Task.
Copy every one of the following items word for word, keeping them in the order they appear.
[Begin Exercise inputs]
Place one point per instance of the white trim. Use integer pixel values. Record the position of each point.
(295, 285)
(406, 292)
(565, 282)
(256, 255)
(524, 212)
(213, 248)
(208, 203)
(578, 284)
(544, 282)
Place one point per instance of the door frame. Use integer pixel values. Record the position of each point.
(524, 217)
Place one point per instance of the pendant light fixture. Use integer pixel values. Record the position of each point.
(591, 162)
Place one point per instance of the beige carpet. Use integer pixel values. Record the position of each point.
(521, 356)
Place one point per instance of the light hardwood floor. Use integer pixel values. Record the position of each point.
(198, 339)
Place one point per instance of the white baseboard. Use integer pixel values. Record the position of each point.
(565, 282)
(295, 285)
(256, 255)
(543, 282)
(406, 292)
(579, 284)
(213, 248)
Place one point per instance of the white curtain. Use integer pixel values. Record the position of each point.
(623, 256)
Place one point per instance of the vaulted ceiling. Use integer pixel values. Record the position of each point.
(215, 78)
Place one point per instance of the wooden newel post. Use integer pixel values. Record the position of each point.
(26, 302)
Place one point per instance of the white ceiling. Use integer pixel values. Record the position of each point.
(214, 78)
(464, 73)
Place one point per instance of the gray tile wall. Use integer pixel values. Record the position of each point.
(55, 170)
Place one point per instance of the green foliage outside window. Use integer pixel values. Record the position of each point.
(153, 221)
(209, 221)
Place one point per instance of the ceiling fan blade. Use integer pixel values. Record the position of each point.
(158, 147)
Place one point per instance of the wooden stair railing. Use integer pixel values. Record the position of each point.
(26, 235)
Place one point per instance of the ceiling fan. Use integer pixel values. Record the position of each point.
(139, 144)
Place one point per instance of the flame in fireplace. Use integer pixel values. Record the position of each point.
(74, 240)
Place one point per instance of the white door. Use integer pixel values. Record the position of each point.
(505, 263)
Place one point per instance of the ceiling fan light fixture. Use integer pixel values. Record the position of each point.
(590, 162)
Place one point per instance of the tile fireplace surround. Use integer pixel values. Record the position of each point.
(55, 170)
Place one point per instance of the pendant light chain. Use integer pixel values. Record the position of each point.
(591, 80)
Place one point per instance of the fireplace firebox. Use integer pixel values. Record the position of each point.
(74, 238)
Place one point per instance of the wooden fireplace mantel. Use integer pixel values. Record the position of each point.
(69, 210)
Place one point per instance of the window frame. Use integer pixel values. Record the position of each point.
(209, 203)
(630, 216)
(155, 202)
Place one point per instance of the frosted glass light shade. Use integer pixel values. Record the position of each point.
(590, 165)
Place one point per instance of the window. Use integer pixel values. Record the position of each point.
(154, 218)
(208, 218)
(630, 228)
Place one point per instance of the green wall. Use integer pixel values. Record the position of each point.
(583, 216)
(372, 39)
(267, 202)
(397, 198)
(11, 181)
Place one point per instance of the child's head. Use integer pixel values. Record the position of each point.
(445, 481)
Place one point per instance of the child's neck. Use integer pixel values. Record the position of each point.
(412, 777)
[End Exercise inputs]
Exercise answer.
Place one point per instance of the white trim. Use integer pixel values. Record the position of each point.
(295, 285)
(406, 292)
(565, 282)
(256, 255)
(524, 212)
(213, 248)
(208, 203)
(578, 284)
(544, 282)
Place one point per instance of the door frame. Use integer pixel values. Record the position of each point.
(524, 217)
Place one point per instance of the pendant light fixture. Use integer pixel values. Record the position of each point.
(591, 162)
Place one point per instance of the beige carpet. Use integer pixel values. Record the position of each point.
(521, 356)
Place one point per instance of the light hardwood floor. Use integer pixel values. Record the position of each point.
(198, 339)
Place one point per instance of the white baseboard. Use integer pixel values. Record the position of each point.
(565, 282)
(295, 285)
(256, 255)
(543, 282)
(406, 292)
(579, 284)
(213, 248)
Place one point per instance of the white curtain. Use integer pixel values. Record the position of each point.
(623, 256)
Place one point per instance of the vaulted ceiling. Use integer pixel values. Record the position of each point.
(215, 78)
Place one point per instance of the wooden newel post. Use integer pixel values. Record the position of each point.
(26, 302)
Place one point per instance of the white ceiling. Use integer pixel values. Record the position of each point.
(214, 78)
(464, 73)
Place one point per instance of the gray tile wall. Use integer pixel values. Record the position of each point.
(55, 170)
Place one point per instance of the green foliage outside window. Use integer pixel values. Record the position of each point.
(153, 221)
(209, 221)
Place one point per instance of the ceiling fan blade. Use integer pixel values. Record the position of each point.
(158, 147)
Place one point per instance of the wooden stair railing. Use integer pixel values. Record the position of each point.
(26, 235)
Place one point per instance of the ceiling fan. Use integer pixel values. Record the position of each point.
(139, 144)
Place one point per instance of the flame in fireplace. Use integer pixel values. Record the position of each point.
(74, 240)
Place one point per instance of the white door. Use integer pixel values. Record the position of each point.
(505, 263)
Place one point per instance of the ceiling fan light fixture. Use integer pixel values. Record the position of each point.
(590, 162)
Place one point per instance of the tile fireplace surround. Use integer pixel values. Record the position of each point.
(55, 170)
Place one point per instance of the pendant light chain. Use integer pixel values. Record the position of each point.
(591, 80)
Place one point per instance of the fireplace firebox. Use integer pixel values. Record the position of each point.
(74, 238)
Place one point per instance of the wooden fireplace mantel. Use integer pixel values. Record the position of each point.
(69, 210)
Place one point per instance of the window frame. Use integer pixel values. Record the position of each point.
(209, 203)
(630, 216)
(155, 202)
Place one point per instance of the frosted glass light shade. Use integer pixel values. Record the position of each point.
(590, 165)
Place one point per instance of the window. Use integer pixel values. Record the position of each point.
(154, 218)
(208, 218)
(630, 228)
Place one point per instance of the green wall. Use integer pixel values. Record the position of each point.
(583, 216)
(372, 39)
(267, 202)
(397, 198)
(11, 181)
Place one point per instance of the child's head. Use integer pixel values. Record the position of each point.
(445, 481)
Place one point per instance of the child's neck. Use integer pixel values. Record the position of each point.
(412, 777)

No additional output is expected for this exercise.